### TEXT
Pevensey Court House | |
Coordinates: | 50.8201°N 0.3364°W |
Location: | High Street, Pevensey |
Built: | 1540 |
Architecture: | Medieval style |
Designation1: | Grade II Listed Building |
Designation1 Offname: | The Court House and Wallby |
Designation1 Date: | 30 August 1966 |
Designation1 Number: | 1182588 |
Pevensey Court House, formerly known as Pevensey Town Hall,[1] [2] is a municipal building in the High Street, Pevensey, East Sussex, England. The structure, which currently accommodates a local history museum, is a Grade II listed building.
The current building, which was commissioned to replace a 14th-century court house,[3] was designed in the medieval style, built in rubble masonry and was completed in around 1540.[4] It was then extended, with the construction of a north facing wing and the installation of a porch at the top of the external staircase, in 1830. A cement render finish was added at that time as well.[5] [6] [7]
The design of the enlarged building involved a main block which was orientated east to west together with a north facing wing. It featured an external staircase on the eastern side leading up to a porch on the first floor. The building was fenestrated by a prominent oriel window on the first floor at the end of the north facing wing, and by a casement window on the right-hand side of the main block, also facing north. The north facing wing was gabled and the main block was covered by a hipped roof. Internally, the principal rooms were a lock-up for incarcerating petty criminals on the ground floor,[8] [9] and a courtroom, which was long and wide, as well as a robing room, on the first floor.[5]
The borough council, which had met in the council chamber, was abolished under the Municipal Corporations Act 1883,[10] and the assets of the borough, including the building, were transferred to the newly formed Pevensey Town Trust in 1890.[11] [12]
One of the last people to be incarcerated in the prison cells was Betty Breach, who was found guilty of assaulting her drunken husband in 1887: after local protests, the magistrate who had sentenced Breach, apologised and released her.[13] The building was used to imprison a captured German airman and was also used as a mortuary during the Second World War.[5]
The court house subsequently served as a museum.[5] Exhibits accessioned to the collection included the seals of the borough which dated to around 1230, the official weights and measures of the borough, and a replica of a scene from the Bayeux Tapestry, depicting the landing of William the Conqueror at Pevensey in 1066, which was hand-embroidered in the 1980s.[14]

### WORK INSTRUCTION A
Repeat the passage of the Pevensey Court House article between "Pevensey Court House |" and "II listed building.", inclusive.
### WORK INSTRUCTION B
In the Pevensey Court House article, what was Betty Breach found guilty of in 1887?
The material has no connection to the Pevensey Court House article.

### PROVIDED RECORDS
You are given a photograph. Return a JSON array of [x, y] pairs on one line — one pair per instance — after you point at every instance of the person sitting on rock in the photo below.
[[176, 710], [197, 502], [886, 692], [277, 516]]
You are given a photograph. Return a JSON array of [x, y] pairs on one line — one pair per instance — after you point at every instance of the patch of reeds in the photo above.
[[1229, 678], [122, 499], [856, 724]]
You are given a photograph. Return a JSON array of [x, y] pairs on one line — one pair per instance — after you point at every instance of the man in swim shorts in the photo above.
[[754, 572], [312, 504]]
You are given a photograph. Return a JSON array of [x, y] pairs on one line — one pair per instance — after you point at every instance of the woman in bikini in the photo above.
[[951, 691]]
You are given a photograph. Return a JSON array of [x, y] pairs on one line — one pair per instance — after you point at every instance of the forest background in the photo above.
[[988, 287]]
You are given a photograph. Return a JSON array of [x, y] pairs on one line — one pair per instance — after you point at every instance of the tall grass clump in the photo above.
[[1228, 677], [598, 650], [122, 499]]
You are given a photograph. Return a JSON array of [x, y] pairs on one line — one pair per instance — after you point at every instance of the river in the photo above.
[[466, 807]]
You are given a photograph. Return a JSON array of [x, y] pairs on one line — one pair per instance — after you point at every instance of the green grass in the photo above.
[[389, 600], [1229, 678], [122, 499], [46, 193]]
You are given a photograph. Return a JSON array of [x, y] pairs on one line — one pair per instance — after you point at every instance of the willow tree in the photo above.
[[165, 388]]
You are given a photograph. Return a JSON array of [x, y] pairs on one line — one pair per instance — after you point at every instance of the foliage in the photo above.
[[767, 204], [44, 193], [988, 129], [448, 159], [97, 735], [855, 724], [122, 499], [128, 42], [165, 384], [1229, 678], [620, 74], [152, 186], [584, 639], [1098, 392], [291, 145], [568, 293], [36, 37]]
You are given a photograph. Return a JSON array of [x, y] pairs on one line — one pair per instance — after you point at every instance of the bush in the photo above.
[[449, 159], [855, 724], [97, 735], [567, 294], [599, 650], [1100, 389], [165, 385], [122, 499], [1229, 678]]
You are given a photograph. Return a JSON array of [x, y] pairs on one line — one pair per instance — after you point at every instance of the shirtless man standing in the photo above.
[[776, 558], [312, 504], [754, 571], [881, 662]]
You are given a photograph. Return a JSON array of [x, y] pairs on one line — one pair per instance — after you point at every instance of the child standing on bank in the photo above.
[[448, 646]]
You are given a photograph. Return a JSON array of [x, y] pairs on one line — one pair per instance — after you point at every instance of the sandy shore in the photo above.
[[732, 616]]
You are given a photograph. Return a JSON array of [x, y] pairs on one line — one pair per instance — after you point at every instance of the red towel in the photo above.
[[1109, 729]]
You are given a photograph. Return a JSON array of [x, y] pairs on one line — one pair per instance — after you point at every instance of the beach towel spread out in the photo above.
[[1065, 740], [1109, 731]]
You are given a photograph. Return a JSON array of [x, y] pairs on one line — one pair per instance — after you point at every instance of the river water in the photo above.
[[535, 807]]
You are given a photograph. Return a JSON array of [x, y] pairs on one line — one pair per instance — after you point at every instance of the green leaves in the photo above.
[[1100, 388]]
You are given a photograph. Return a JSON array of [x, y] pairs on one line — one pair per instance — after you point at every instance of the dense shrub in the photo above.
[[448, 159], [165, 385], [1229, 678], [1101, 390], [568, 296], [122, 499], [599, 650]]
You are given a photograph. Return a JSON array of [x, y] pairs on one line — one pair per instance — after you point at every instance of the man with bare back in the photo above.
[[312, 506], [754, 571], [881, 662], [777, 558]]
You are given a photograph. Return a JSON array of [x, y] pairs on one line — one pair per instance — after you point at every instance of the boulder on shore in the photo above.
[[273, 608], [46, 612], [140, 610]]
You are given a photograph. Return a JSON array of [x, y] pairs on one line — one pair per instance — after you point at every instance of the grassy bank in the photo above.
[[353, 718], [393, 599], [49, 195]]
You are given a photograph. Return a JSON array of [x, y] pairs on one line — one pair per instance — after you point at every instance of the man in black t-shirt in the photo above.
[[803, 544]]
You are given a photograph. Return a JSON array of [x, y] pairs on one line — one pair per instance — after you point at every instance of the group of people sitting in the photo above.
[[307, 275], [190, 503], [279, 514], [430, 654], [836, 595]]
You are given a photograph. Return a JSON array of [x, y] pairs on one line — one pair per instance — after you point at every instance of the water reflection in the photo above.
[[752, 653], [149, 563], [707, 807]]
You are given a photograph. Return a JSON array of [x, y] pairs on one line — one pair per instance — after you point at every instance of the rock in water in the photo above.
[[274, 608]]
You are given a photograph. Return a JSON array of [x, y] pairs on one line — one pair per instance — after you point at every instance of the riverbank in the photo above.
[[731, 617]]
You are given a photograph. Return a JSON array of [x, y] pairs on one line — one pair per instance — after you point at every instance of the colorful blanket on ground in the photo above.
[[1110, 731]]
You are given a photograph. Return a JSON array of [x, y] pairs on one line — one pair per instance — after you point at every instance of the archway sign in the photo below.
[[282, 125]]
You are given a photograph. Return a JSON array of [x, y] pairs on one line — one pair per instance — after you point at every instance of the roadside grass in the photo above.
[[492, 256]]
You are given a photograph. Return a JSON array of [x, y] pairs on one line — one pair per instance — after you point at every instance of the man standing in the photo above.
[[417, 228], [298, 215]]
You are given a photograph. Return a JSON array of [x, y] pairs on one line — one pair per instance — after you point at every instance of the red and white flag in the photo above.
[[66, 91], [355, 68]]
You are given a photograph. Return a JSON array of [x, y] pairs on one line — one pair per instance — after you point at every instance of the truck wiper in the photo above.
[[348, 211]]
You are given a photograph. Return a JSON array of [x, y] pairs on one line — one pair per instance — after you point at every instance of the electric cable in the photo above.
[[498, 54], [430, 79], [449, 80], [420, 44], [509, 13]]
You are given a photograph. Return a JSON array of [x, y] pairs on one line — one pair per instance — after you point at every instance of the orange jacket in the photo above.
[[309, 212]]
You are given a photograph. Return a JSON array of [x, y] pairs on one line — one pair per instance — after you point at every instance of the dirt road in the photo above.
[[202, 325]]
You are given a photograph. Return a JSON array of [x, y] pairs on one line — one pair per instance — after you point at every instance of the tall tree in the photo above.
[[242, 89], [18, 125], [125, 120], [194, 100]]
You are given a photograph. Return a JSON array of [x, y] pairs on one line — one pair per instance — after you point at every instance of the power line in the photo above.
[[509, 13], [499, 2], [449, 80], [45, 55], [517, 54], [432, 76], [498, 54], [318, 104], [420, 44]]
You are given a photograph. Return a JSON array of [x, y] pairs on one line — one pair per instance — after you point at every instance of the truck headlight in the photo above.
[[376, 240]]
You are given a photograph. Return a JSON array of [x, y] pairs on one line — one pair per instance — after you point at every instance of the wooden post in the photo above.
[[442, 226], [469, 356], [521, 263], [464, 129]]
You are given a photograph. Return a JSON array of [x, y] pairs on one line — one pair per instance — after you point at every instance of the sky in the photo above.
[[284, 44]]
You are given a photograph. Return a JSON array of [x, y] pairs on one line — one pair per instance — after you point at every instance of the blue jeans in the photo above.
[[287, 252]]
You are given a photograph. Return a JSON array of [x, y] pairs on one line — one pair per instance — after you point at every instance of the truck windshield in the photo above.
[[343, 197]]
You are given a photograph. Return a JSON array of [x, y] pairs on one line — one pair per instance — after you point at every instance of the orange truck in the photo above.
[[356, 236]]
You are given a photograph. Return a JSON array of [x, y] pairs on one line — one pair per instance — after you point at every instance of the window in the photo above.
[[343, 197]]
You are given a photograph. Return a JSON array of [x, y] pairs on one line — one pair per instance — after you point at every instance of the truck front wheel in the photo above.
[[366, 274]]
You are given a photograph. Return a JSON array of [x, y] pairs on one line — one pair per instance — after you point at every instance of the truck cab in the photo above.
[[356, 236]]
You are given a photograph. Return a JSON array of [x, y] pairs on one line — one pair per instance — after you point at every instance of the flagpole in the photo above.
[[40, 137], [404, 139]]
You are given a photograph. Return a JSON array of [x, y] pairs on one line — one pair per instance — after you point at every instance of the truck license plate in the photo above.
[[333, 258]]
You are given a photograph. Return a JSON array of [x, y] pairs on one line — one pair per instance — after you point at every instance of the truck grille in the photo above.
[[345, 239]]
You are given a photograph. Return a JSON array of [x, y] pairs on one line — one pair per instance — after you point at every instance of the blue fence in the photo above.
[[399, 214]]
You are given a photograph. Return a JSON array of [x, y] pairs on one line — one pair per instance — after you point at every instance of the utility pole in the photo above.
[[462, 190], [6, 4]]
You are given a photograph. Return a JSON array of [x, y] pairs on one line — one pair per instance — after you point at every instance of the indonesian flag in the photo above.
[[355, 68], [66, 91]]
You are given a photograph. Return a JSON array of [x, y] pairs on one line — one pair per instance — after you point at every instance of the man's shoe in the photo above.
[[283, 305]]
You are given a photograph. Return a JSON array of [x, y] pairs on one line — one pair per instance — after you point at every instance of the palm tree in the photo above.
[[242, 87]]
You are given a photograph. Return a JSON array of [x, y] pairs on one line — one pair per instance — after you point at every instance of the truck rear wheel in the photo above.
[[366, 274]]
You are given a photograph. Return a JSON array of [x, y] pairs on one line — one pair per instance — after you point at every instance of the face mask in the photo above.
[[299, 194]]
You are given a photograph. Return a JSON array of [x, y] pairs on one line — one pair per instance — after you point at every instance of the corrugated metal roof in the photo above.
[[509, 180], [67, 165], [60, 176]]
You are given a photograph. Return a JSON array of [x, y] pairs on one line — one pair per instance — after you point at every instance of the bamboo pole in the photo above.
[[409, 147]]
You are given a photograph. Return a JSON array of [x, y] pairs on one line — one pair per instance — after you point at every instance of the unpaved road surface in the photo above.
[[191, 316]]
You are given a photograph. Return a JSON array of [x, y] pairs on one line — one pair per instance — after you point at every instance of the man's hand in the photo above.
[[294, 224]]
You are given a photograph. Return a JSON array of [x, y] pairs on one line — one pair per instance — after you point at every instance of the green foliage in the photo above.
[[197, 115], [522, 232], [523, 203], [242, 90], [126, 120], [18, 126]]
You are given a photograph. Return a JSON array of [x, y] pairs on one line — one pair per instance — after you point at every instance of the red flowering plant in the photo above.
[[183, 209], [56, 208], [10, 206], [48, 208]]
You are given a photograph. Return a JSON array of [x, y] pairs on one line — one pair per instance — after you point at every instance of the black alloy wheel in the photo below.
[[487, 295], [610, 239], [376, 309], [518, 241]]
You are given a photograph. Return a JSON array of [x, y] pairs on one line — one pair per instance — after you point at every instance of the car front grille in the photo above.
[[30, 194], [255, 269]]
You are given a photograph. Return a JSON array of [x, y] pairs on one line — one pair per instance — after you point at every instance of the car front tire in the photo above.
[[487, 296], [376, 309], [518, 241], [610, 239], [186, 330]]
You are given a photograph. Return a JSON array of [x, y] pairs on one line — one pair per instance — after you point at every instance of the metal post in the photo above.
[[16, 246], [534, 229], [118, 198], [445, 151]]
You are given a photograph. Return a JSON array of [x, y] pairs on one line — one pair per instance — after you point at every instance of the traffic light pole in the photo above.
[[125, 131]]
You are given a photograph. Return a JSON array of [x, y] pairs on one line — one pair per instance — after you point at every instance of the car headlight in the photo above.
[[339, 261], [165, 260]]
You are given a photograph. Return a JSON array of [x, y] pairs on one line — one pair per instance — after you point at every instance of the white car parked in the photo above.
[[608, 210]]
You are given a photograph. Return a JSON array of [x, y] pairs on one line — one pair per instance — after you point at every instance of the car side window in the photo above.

### EXPECTED OUTPUT A
Pevensey Court House | |
Coordinates: | 50.8201°N 0.3364°W |
Location: | High Street, Pevensey |
Built: | 1540 |
Architecture: | Medieval style |
Designation1: | Grade II Listed Building |
Designation1 Offname: | The Court House and Wallby |
Designation1 Date: | 30 August 1966 |
Designation1 Number: | 1182588 |
Pevensey Court House, formerly known as Pevensey Town Hall,[1] [2] is a municipal building in the High Street, Pevensey, East Sussex, England. The structure, which currently accommodates a local history museum, is a Grade II listed building.

### EXPECTED OUTPUT B
Assaulting her drunken husband.